## ACTIVITY
Copy out all the lines of the data precisely, omitting any pictures.
[SUPPLIED MATERIAL]
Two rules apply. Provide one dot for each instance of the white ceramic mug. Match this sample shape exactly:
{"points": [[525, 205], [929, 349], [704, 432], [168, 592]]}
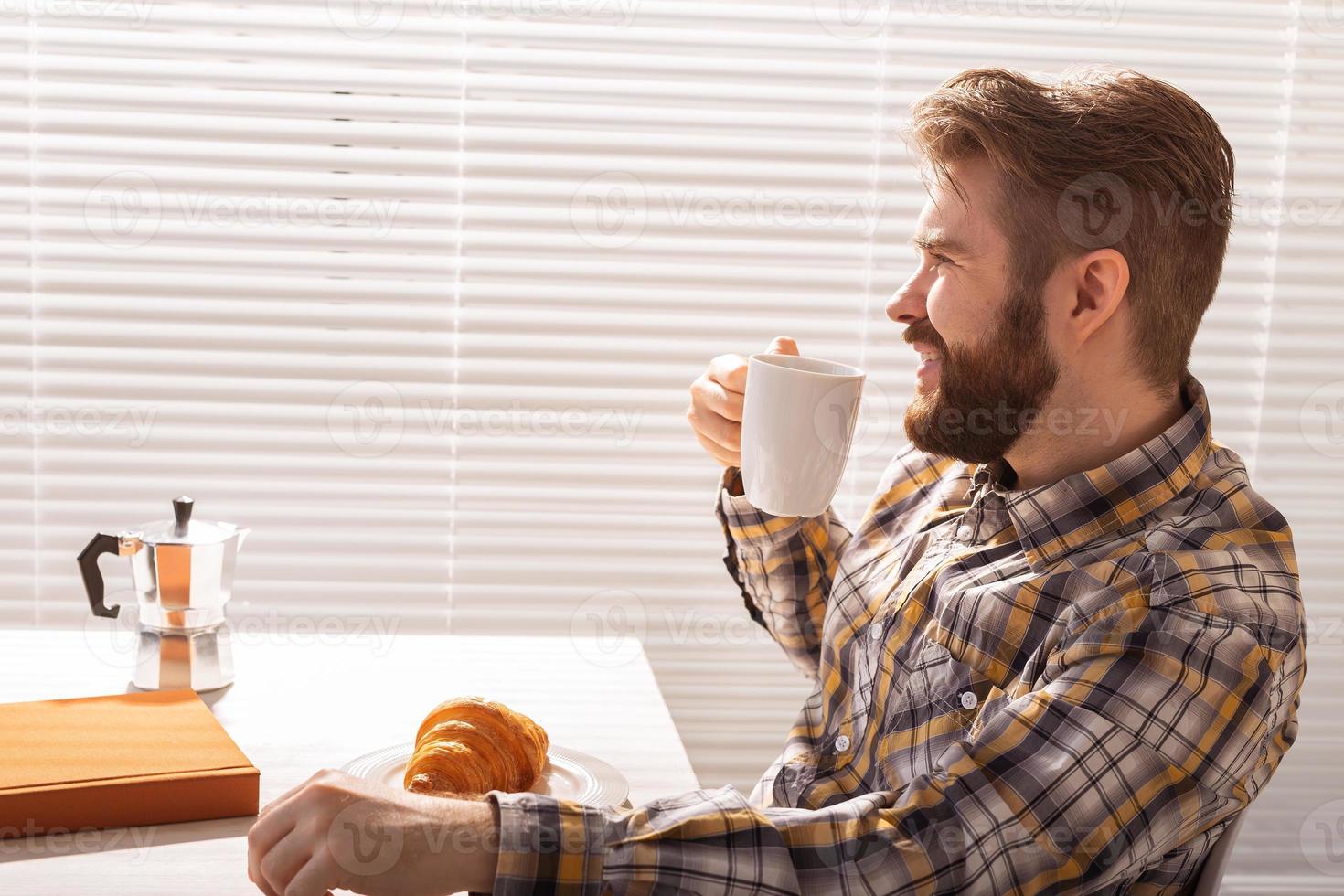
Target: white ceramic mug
{"points": [[797, 421]]}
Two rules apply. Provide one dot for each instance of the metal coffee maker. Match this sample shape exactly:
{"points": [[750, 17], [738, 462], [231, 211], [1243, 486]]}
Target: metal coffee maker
{"points": [[182, 572]]}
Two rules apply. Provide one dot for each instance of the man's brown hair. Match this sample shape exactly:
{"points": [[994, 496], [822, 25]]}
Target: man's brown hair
{"points": [[1100, 159]]}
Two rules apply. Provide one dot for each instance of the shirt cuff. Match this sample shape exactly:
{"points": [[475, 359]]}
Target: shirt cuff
{"points": [[551, 845], [743, 523]]}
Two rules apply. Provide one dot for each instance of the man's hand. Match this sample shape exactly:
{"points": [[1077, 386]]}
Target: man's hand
{"points": [[336, 830], [715, 412]]}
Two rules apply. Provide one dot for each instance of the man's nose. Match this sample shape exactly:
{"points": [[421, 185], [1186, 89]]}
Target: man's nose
{"points": [[907, 304]]}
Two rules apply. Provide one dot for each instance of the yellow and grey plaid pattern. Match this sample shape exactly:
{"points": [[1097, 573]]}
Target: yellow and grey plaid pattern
{"points": [[1069, 688]]}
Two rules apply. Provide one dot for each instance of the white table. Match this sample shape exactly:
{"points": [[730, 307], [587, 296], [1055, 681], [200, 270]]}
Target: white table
{"points": [[306, 701]]}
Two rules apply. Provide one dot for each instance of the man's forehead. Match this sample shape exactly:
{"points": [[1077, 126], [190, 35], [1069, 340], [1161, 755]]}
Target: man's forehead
{"points": [[951, 222]]}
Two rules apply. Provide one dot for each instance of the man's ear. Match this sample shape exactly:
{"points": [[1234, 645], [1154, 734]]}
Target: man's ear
{"points": [[1100, 285]]}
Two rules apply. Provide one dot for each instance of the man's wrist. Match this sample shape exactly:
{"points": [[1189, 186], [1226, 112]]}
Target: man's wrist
{"points": [[476, 869], [731, 481]]}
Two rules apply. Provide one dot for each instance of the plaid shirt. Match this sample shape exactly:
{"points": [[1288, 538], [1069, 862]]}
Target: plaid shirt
{"points": [[1067, 688]]}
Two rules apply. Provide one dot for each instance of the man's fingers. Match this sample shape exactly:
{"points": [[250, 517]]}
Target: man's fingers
{"points": [[718, 400], [283, 861], [720, 453], [265, 833], [314, 879], [720, 429], [729, 371]]}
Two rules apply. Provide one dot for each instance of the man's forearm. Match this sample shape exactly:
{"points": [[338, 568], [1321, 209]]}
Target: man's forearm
{"points": [[481, 821]]}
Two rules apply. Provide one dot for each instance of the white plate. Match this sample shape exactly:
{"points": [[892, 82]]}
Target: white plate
{"points": [[569, 774]]}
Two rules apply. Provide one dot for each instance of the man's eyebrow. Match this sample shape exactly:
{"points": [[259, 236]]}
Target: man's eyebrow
{"points": [[937, 242]]}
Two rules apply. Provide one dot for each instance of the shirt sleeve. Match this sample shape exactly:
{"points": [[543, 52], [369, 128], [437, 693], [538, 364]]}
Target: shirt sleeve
{"points": [[1143, 738], [784, 566]]}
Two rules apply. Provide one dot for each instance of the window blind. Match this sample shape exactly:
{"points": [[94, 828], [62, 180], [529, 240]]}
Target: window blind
{"points": [[415, 289]]}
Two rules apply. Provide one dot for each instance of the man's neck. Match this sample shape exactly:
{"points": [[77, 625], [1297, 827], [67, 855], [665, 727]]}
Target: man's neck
{"points": [[1085, 432]]}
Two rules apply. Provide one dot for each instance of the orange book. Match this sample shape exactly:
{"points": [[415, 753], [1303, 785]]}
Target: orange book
{"points": [[144, 758]]}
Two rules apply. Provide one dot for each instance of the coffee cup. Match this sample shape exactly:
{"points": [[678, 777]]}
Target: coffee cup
{"points": [[797, 422]]}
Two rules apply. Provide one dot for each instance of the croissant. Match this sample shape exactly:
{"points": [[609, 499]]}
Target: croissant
{"points": [[472, 746]]}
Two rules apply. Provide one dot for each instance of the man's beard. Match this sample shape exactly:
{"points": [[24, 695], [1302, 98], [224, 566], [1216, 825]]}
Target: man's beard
{"points": [[988, 394]]}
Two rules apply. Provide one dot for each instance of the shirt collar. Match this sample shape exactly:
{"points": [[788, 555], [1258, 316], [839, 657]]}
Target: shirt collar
{"points": [[1057, 517]]}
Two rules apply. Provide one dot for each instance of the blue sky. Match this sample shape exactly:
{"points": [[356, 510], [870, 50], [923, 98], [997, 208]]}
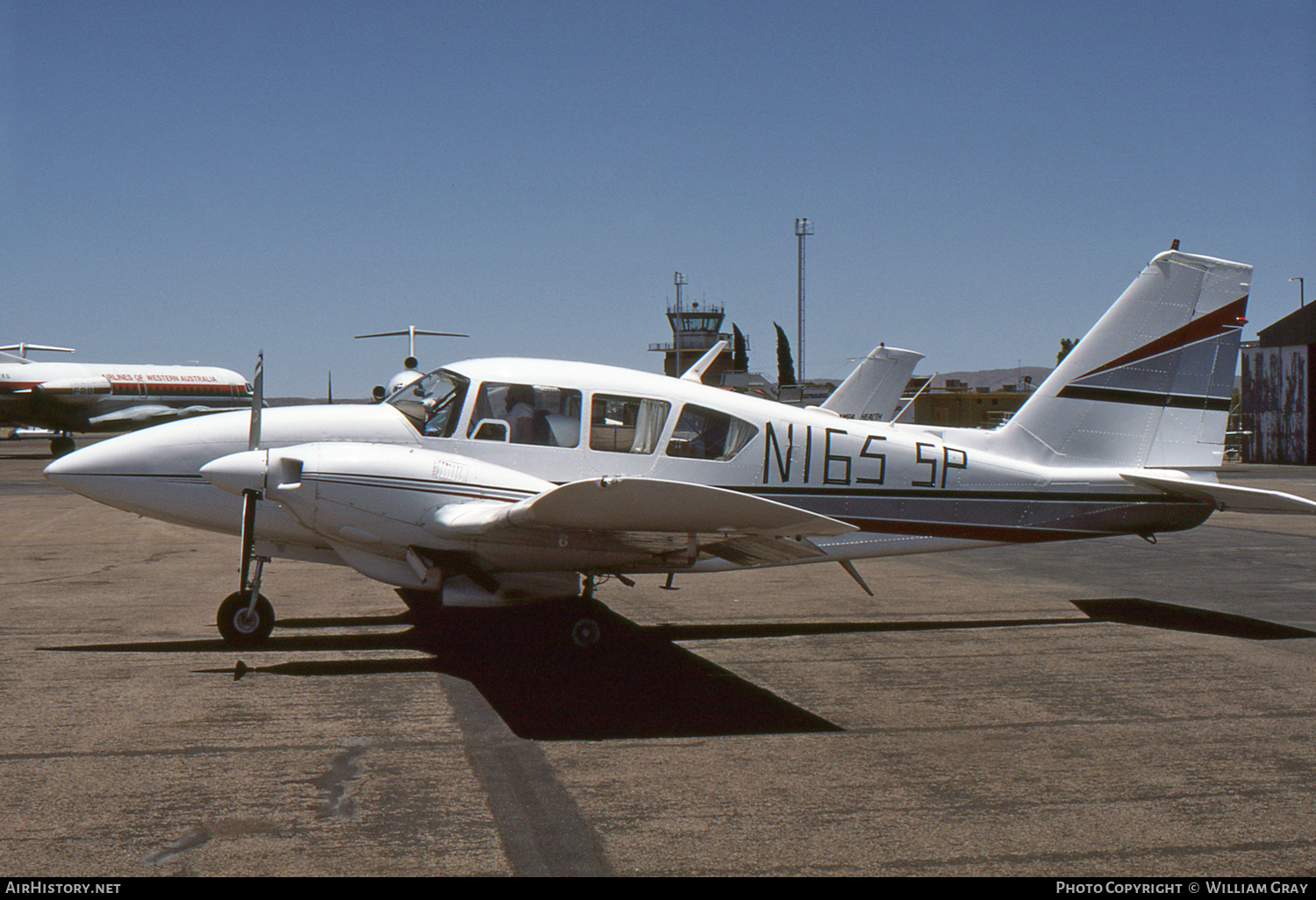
[/SUPPLIED MATERIAL]
## REPLY
Two rules apply. Provide one dot for each instance of the white ceramic mug. Match this sample shape exactly:
{"points": [[525, 205], [929, 349], [704, 432], [168, 592]]}
Target: white ceramic mug
{"points": [[797, 421]]}
Two rules apply. Provide one dot for each instance of the metal coffee maker. Match this sample shape exactly:
{"points": [[750, 17], [738, 462], [231, 211], [1243, 486]]}
Target: metal coffee maker
{"points": [[182, 572]]}
Two rules apply. Provide one dot for each instance of the man's brown hair. Match this sample shape exactly:
{"points": [[994, 496], [822, 25]]}
Target: man's brown hair
{"points": [[1100, 159]]}
Two rules apply. Provide one dot for each instance of the shirt cuff. Match this sample shape exactly:
{"points": [[475, 359]]}
Target: shirt cuff
{"points": [[551, 845], [743, 523]]}
Two rules apply. Provide one dot for each instance of the man's hand. Match this sample shape exactly:
{"points": [[1077, 386]]}
Target: man's hand
{"points": [[336, 830], [715, 412]]}
Two rules apply. Provide one dot for each instance of the man's nose. Match this sample shape exactly:
{"points": [[421, 185], [1186, 89]]}
Target: man's nose
{"points": [[907, 304]]}
Two rules apply. Provide one dot for each instance of the yellow and grey plaid pattern. Match this sample shape exactly:
{"points": [[1097, 573]]}
Target: yellow and grey plaid pattern
{"points": [[1069, 688]]}
Two rules apply. Provide one dot for each instance of the white table. Match this sample shape exactly:
{"points": [[730, 307], [587, 296], [1055, 681], [200, 270]]}
Target: white table
{"points": [[306, 701]]}
Two rules apply. Provide one dot for each instance of the man's forehead. Match this sample shape exactly:
{"points": [[1077, 126], [190, 35], [1069, 340], [1161, 755]]}
Target: man's forehead
{"points": [[951, 222]]}
Two rules apply. Provide one dot for each instance of the man's ear. Match this sample shape exactly:
{"points": [[1234, 645], [1154, 734]]}
Target: man's ear
{"points": [[1100, 285]]}
Two rules apply. Provide one dot for each instance of the man's wrist. Match this sample shape exactly:
{"points": [[1189, 186], [1226, 112]]}
Target: man's wrist
{"points": [[476, 869], [731, 481]]}
Two rules apply. Provide one dot for each instance of the plaid shirt. Match this sample shape exactly:
{"points": [[1288, 538], [1069, 862]]}
Target: plaid shirt
{"points": [[1067, 688]]}
Two rules apply. Provide one dot for each instance of the man's fingers. Match this sample shape exactly:
{"points": [[250, 517]]}
Target: man's fingers
{"points": [[718, 400], [283, 861], [720, 453], [265, 833], [314, 879], [720, 429], [729, 371]]}
Two rules apply. Provide one dot for each instance of the man's forearm. Match this sample shape exactly:
{"points": [[338, 568], [1321, 209]]}
Target: man's forearm
{"points": [[481, 821]]}
Two rules apply. Provide one dot for each instance of the white plate. Match this sample shape exactly:
{"points": [[892, 82]]}
Target: white plate
{"points": [[569, 774]]}
Two rules apply. Provide one dot for each instance of the man's eyebrow. Match this sample shape exactly:
{"points": [[259, 236]]}
Target: man's eyebrow
{"points": [[937, 242]]}
Two rules apply. Provide one dot for each instance of the shirt sleeve. Match this sample shape exactly:
{"points": [[543, 52], [369, 128], [437, 693], [538, 364]]}
Target: shirt sleeve
{"points": [[1143, 738], [784, 566]]}
Two rules apply. Provide one dot for each instance of the window blind. Match this sample shape exactly:
{"points": [[94, 828], [62, 180], [529, 240]]}
Target: window blind
{"points": [[415, 289]]}
Two rules apply. Provide one dot for each instance of the man's neck. Match this sample shape exactly:
{"points": [[77, 625], [1297, 827], [67, 855], [665, 727]]}
Target: man's neck
{"points": [[1085, 432]]}
Two rules apply. Provide one dot for each instance of the orange book. Match this sample shape exactly:
{"points": [[415, 753], [1303, 785]]}
Target: orange book
{"points": [[144, 758]]}
Two rules apply. Provide one dot for each instance of the coffee cup. Match this sample shape exactly:
{"points": [[678, 777]]}
Target: coffee cup
{"points": [[797, 422]]}
Two rules apply. Provide one dot for each instance of the croissant. Match this sample shape exactly:
{"points": [[609, 499]]}
Target: croissant
{"points": [[472, 746]]}
Two rules apply. Provide one dot for each instance of the man's beard. Match this sample shape exactly:
{"points": [[24, 695], [1302, 98], [224, 566], [1216, 825]]}
Target: man's beard
{"points": [[988, 394]]}
Two rules apply. Provide one dot for each instance of the shirt collar. Match this sample shape exactly:
{"points": [[788, 555], [1258, 316], [839, 657]]}
Target: shirt collar
{"points": [[1057, 517]]}
Two rules apply. Provide one dot for each instance of the blue sky. Match this sample shape exactly:
{"points": [[356, 510], [870, 50], [923, 98], [997, 208]]}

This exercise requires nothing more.